• _DESCRIPTION OF THE TASK_:
Set down the entries below once more, precisely as they stand.

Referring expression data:
========

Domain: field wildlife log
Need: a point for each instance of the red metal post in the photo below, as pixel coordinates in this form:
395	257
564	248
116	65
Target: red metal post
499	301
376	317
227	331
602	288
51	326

========

• _EXERCISE RESPONSE_:
Domain: field wildlife log
Need: a point for each instance of the red metal post in the photo below, as pixel coordinates in this form:
395	257
564	248
116	65
Target: red metal post
499	301
376	317
227	331
602	288
51	326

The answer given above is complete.